> [Work to complete]
1 – Please repeat word for word the part of the passage on Otto Dix that opens with the words containing "Georg Scholz, Lords" and closes with "of human life.".
2 – According to the passage on Otto Dix, how many portfolios of etchings make up the Der Krieg cycle?

> [Passage]
Georg Scholz, Lords of the World (1922) Photo © 2008 Museum Associates/LACMA |
In his war diary, Otto Dix wrote, “Lice, rats, barbed wire, fleas, grenades, bombs, holes, bodies, blood, schnapps, mice, cats, gas, guns, dirt, bullets, mortars, fire, steel: this is war! This is the work of the Devil!” He later translated those impressions to the Der Krieg cycle, five portfolios of etchings produced in the 1920s. Rather than the predictable pacifist stance, Dix viewed his front-line experiences with the Expressionists’ Neue Sachlichkeit, or new objectivity, insisting that real courage lay in seeing conflict as an inevitable and “natural phenomenon” of human life.
Graphic art has long been the medium of choice for artists chronicling the horrors of war. Unlike Callot or Goya, however, Dix focuses on the “tremendous” in wartime scenes. The bemused naturalism of his etchings—the stiff legs of a decaying horse, light and shadow playing on a shell crater, a botched skin graft—document a war that fascinated him even as it terrified him.

> [Available data]
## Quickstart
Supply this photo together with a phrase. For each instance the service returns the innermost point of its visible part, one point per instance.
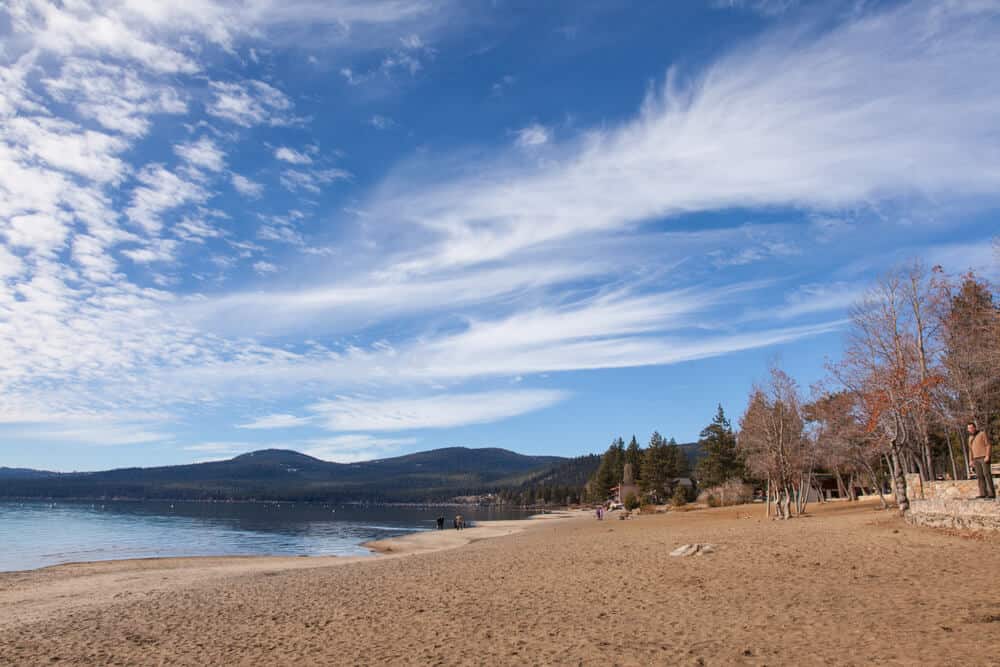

> [Answer list]
1 –
Georg Scholz, Lords of the World (1922) Photo © 2008 Museum Associates/LACMA |
In his war diary, Otto Dix wrote, “Lice, rats, barbed wire, fleas, grenades, bombs, holes, bodies, blood, schnapps, mice, cats, gas, guns, dirt, bullets, mortars, fire, steel: this is war! This is the work of the Devil!” He later translated those impressions to the Der Krieg cycle, five portfolios of etchings produced in the 1920s. Rather than the predictable pacifist stance, Dix viewed his front-line experiences with the Expressionists’ Neue Sachlichkeit, or new objectivity, insisting that real courage lay in seeing conflict as an inevitable and “natural phenomenon” of human life.

2 – Five